[Stored data entries]

+---+

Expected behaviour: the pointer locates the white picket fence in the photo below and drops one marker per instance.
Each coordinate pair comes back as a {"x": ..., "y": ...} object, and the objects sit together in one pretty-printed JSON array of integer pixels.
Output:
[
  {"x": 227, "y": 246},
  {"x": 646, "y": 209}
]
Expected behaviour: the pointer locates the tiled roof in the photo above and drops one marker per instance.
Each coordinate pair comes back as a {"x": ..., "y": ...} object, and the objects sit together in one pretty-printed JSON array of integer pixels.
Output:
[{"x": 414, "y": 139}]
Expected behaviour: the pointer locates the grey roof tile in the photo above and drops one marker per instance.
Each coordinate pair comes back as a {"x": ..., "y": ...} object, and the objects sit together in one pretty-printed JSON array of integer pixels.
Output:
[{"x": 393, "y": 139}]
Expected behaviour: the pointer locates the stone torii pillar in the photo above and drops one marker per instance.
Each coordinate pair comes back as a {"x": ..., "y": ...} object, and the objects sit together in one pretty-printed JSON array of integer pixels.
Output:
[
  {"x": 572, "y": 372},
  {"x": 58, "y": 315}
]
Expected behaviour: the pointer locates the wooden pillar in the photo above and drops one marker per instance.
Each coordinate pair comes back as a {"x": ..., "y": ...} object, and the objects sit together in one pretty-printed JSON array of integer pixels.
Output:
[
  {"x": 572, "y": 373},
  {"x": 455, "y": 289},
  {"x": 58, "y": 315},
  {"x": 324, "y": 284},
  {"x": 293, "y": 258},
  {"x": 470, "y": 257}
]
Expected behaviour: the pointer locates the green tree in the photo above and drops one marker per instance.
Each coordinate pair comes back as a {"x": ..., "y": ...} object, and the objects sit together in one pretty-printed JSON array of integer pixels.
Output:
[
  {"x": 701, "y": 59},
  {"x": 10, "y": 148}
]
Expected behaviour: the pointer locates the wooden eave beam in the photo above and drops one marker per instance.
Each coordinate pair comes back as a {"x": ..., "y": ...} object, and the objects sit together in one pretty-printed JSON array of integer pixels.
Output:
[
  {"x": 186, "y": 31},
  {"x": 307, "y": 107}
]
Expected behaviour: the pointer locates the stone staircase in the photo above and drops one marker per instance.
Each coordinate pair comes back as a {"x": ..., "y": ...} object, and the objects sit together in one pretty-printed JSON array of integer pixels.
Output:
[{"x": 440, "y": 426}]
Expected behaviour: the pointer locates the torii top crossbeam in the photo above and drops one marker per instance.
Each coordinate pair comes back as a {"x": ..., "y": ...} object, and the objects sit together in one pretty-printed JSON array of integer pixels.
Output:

+---+

[Aim of the task] In the records, which lines mention the word "stone"? Copy those lines.

[Answer space]
Expected behaviour: the pointer locates the stone torii pillar in the photo above and drops one marker per instance.
Expected behaviour: the pointer locates the stone staircase in the photo above and drops one marker per instance.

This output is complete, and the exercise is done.